● Task details: Every record should be written out exactly, please.

Location annotation dataset excerpts:
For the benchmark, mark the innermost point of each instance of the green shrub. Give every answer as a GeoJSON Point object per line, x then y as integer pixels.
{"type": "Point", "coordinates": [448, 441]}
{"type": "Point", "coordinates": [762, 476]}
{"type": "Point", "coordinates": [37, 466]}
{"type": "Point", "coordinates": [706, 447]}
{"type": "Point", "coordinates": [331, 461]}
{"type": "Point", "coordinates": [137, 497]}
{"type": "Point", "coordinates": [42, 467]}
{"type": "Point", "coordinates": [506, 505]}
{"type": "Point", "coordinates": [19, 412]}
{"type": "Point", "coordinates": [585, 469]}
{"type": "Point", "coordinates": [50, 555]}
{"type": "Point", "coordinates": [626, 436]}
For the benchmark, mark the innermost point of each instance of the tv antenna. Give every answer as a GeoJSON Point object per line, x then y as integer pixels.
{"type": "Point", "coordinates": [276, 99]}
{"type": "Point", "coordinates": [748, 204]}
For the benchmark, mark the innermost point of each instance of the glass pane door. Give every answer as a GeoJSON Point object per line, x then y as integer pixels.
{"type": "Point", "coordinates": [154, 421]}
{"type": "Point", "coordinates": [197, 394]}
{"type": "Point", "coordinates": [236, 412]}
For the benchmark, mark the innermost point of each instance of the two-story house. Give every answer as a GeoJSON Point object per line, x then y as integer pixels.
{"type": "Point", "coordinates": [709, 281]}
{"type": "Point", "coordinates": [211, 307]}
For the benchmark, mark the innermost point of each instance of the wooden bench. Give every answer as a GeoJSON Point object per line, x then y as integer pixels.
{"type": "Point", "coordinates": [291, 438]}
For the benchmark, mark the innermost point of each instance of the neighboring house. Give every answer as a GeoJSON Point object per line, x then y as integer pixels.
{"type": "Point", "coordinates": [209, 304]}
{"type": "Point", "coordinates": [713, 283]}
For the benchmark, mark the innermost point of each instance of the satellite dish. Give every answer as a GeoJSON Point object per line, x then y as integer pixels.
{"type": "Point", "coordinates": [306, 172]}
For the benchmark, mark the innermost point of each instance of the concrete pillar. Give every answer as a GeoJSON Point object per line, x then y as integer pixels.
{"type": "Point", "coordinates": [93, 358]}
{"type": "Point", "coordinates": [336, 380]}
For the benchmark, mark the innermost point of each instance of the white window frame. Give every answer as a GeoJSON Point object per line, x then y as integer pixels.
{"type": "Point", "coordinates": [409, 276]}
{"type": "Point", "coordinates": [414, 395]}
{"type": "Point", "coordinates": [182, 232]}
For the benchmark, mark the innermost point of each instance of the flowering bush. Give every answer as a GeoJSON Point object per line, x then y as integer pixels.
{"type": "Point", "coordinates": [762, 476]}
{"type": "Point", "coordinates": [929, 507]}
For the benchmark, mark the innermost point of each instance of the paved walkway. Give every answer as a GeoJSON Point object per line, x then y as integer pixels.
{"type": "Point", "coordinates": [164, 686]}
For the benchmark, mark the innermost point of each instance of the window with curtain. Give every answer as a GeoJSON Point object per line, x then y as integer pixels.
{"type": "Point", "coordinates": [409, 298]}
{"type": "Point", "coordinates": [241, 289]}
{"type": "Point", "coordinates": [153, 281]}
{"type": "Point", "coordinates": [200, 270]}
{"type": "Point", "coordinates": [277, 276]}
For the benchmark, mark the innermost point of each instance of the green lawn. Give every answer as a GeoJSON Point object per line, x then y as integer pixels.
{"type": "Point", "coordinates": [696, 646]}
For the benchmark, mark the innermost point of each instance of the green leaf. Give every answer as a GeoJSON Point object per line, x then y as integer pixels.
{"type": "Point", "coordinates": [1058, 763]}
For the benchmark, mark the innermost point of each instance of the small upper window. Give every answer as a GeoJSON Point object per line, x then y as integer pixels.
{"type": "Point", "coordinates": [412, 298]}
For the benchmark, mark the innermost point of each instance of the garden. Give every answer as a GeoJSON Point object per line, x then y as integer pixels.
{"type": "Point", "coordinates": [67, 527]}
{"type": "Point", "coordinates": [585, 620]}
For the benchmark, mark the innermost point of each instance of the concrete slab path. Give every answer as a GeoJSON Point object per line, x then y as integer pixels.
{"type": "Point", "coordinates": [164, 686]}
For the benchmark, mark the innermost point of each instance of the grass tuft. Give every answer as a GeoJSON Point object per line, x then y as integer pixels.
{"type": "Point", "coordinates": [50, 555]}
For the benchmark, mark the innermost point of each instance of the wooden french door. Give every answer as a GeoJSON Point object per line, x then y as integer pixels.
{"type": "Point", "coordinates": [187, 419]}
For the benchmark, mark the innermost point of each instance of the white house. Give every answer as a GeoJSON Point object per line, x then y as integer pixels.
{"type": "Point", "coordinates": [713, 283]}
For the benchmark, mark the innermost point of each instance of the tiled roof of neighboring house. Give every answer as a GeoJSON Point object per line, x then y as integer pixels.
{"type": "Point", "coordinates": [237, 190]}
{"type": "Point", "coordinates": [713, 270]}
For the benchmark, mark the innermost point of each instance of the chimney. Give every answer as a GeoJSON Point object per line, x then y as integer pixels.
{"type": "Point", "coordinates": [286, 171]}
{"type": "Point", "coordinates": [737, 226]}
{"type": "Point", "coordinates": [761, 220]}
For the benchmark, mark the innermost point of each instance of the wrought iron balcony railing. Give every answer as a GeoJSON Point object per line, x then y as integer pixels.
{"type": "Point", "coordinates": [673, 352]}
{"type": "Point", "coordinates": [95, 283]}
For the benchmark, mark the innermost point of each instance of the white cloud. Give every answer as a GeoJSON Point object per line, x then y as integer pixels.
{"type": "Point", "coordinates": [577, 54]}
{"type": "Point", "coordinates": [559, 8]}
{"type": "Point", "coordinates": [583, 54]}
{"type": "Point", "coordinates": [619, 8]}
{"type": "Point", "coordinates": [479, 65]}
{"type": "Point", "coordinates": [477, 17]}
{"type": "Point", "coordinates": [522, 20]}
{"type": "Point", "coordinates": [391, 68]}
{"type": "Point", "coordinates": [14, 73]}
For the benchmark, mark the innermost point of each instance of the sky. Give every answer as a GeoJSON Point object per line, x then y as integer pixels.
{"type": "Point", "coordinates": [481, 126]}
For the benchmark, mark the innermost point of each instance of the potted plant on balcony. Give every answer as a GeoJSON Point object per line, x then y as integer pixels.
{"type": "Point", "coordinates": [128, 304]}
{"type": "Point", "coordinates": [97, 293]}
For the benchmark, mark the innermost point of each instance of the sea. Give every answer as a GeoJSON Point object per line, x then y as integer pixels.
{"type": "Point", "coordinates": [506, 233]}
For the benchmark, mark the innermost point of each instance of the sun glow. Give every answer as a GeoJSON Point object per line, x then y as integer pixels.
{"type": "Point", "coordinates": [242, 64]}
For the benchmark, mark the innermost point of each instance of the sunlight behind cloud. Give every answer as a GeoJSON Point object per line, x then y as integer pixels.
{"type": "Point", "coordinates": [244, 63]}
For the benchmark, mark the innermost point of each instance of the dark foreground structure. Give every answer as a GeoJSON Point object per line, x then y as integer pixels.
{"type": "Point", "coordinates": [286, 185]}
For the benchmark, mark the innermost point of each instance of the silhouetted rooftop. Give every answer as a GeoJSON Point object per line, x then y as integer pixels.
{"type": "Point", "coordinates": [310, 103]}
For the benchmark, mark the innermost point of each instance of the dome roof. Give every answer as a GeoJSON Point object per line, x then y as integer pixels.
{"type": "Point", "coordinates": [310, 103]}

● Response to this task:
For the benchmark, mark the innermost point of each instance of the green shrub. Give every answer as a GeoJSON Point object per line, x then y as integer pixels.
{"type": "Point", "coordinates": [448, 441]}
{"type": "Point", "coordinates": [762, 476]}
{"type": "Point", "coordinates": [37, 466]}
{"type": "Point", "coordinates": [706, 447]}
{"type": "Point", "coordinates": [331, 461]}
{"type": "Point", "coordinates": [137, 497]}
{"type": "Point", "coordinates": [42, 467]}
{"type": "Point", "coordinates": [506, 505]}
{"type": "Point", "coordinates": [19, 412]}
{"type": "Point", "coordinates": [585, 469]}
{"type": "Point", "coordinates": [50, 555]}
{"type": "Point", "coordinates": [626, 436]}
For the benchmark, mark the innermost point of each instance of the tv antenna. Give every answer as a GeoJSON Point object per line, x then y as integer pixels.
{"type": "Point", "coordinates": [276, 99]}
{"type": "Point", "coordinates": [748, 204]}
For the benchmark, mark the innermost point of each instance of the glass pane door. Give every answer as a GeoJSON Point object per line, x then y as integer pixels.
{"type": "Point", "coordinates": [154, 421]}
{"type": "Point", "coordinates": [197, 394]}
{"type": "Point", "coordinates": [236, 412]}
For the benchmark, mark the innermost point of each instance of the two-story house. Give every answer as a GeoJSON Point object per line, x then y as integer pixels.
{"type": "Point", "coordinates": [709, 281]}
{"type": "Point", "coordinates": [211, 307]}
For the benchmark, mark the innermost point of each instance of the wooden bench. Give every answer as a GeoJSON Point object per line, x then y as integer pixels.
{"type": "Point", "coordinates": [291, 438]}
For the benchmark, mark the innermost point of each instance of the neighboring house. Give every answer as a GeoJSON Point object per line, x then y as integer pixels.
{"type": "Point", "coordinates": [209, 304]}
{"type": "Point", "coordinates": [713, 283]}
For the benchmark, mark the innermost point of each instance of the satellite dish. Give every answer as a GeoJSON Point object per line, x then y as integer pixels.
{"type": "Point", "coordinates": [306, 172]}
For the benchmark, mark the innermost point of each instance of the concrete pillar. Give every answer as a GeoJSON Point object per line, x then y as integer pixels.
{"type": "Point", "coordinates": [93, 358]}
{"type": "Point", "coordinates": [336, 380]}
For the benchmark, mark the innermost point of each instance of the white window frame. Give every answer as a GeoJSON Point object per line, x then y as integer pixels.
{"type": "Point", "coordinates": [409, 276]}
{"type": "Point", "coordinates": [414, 395]}
{"type": "Point", "coordinates": [182, 232]}
For the benchmark, mark the innermost point of each instance of the flowering bush. Give every answer as a GeoJSON Point object per line, x then y as integer pixels.
{"type": "Point", "coordinates": [762, 476]}
{"type": "Point", "coordinates": [929, 507]}
For the benchmark, mark the innermost point of each instance of the paved walkway. Give every answer as a GeoJSON Point object per line, x then y as integer pixels.
{"type": "Point", "coordinates": [164, 686]}
For the benchmark, mark the innermost point of each instance of the window with curtain. Give every answer as a GeoJSON Point object per line, x then y as integer pixels.
{"type": "Point", "coordinates": [409, 298]}
{"type": "Point", "coordinates": [241, 289]}
{"type": "Point", "coordinates": [153, 281]}
{"type": "Point", "coordinates": [200, 270]}
{"type": "Point", "coordinates": [277, 276]}
For the benchmark, mark the innermost point of each instance of the green lawn. Give every answer as a GeoJSON Point object per line, x then y as integer pixels.
{"type": "Point", "coordinates": [696, 646]}
For the benchmark, mark the innermost point of each instance of the green leaf. Give every answer as a GeoJSON Point object per line, x then y as integer pixels.
{"type": "Point", "coordinates": [1058, 763]}
For the benchmark, mark the innermost point of each instance of the small upper window. Give every answer as a GeoJSON Point object per line, x then y as integer pixels.
{"type": "Point", "coordinates": [412, 298]}
For the benchmark, mark the innermost point of each instance of the garden. Give every answer as a GeoJSON Point object per line, x then y as integer pixels.
{"type": "Point", "coordinates": [67, 527]}
{"type": "Point", "coordinates": [585, 620]}
For the benchmark, mark the innermost point of each instance of the concrete slab path. Give every answer as a GeoJSON Point object per line, x then y as integer pixels.
{"type": "Point", "coordinates": [164, 686]}
For the benchmark, mark the innermost point of each instance of the grass tuft. Give every answer as a GeoJSON Point object per line, x then y as integer pixels.
{"type": "Point", "coordinates": [50, 555]}
For the benchmark, mark the innermost point of each instance of the wooden french door. Give every answer as a GeoJSON Point object per line, x then y as integer pixels.
{"type": "Point", "coordinates": [187, 419]}
For the benchmark, mark the innermost point of each instance of the white house. Give every answer as a GeoJSON Point object per line, x then y as integer pixels.
{"type": "Point", "coordinates": [713, 283]}
For the benchmark, mark the innermost point of each instance of the tiled roof of neighboring house. Give every answer as a GeoJSON Point object per line, x then y as integer pixels.
{"type": "Point", "coordinates": [237, 190]}
{"type": "Point", "coordinates": [713, 270]}
For the benchmark, mark the innermost point of each instance of the chimney. Give every answer as a GeoJSON Point object per line, x then y as integer pixels.
{"type": "Point", "coordinates": [286, 171]}
{"type": "Point", "coordinates": [737, 226]}
{"type": "Point", "coordinates": [761, 220]}
For the benchmark, mark the innermost point of each instance of the wrought iron balcony railing. Give every answer as a GeoJSON Point object per line, x then y as integer pixels.
{"type": "Point", "coordinates": [673, 352]}
{"type": "Point", "coordinates": [95, 283]}
For the benchmark, mark the innermost point of each instance of the white cloud. Give every answer as a GeoJSON Point object per line, x then y as integer pixels.
{"type": "Point", "coordinates": [577, 54]}
{"type": "Point", "coordinates": [559, 8]}
{"type": "Point", "coordinates": [583, 54]}
{"type": "Point", "coordinates": [619, 8]}
{"type": "Point", "coordinates": [479, 65]}
{"type": "Point", "coordinates": [477, 17]}
{"type": "Point", "coordinates": [522, 20]}
{"type": "Point", "coordinates": [391, 68]}
{"type": "Point", "coordinates": [14, 73]}
For the benchmark, mark the innermost point of each instance of the sky. Give every answer as a GeoJSON Point object per line, x then y as integer pixels.
{"type": "Point", "coordinates": [481, 126]}
For the benchmark, mark the innermost point of each instance of the potted plant on balcony. Give every answer as a GeoJSON Point object per line, x then y as integer pixels.
{"type": "Point", "coordinates": [128, 304]}
{"type": "Point", "coordinates": [97, 293]}
For the benchmark, mark the innermost point of each instance of the sea. Give every answer as a GeoJSON Point object per line, x then y as integer pixels.
{"type": "Point", "coordinates": [506, 233]}
For the benchmark, mark the innermost point of each instance of the sun glow. Give every answer as a GeoJSON Point object per line, x then y as integer pixels.
{"type": "Point", "coordinates": [242, 64]}
For the benchmark, mark the innermost point of each instance of the sunlight behind cloud. Give every answer as a GeoJSON Point object per line, x then y as integer pixels.
{"type": "Point", "coordinates": [244, 63]}
For the benchmark, mark the innermost point of each instance of the dark foreground structure. Give every answer as a GeoJSON Point object per line, x then y as integer pixels.
{"type": "Point", "coordinates": [286, 185]}
For the benchmark, mark the innermost point of each instance of the silhouetted rooftop. Give every answer as a GeoJSON Point object per line, x then y as integer pixels.
{"type": "Point", "coordinates": [310, 103]}
For the benchmark, mark the innermost point of each instance of the dome roof. Give every answer as a GeoJSON Point object per line, x then y as integer pixels.
{"type": "Point", "coordinates": [310, 103]}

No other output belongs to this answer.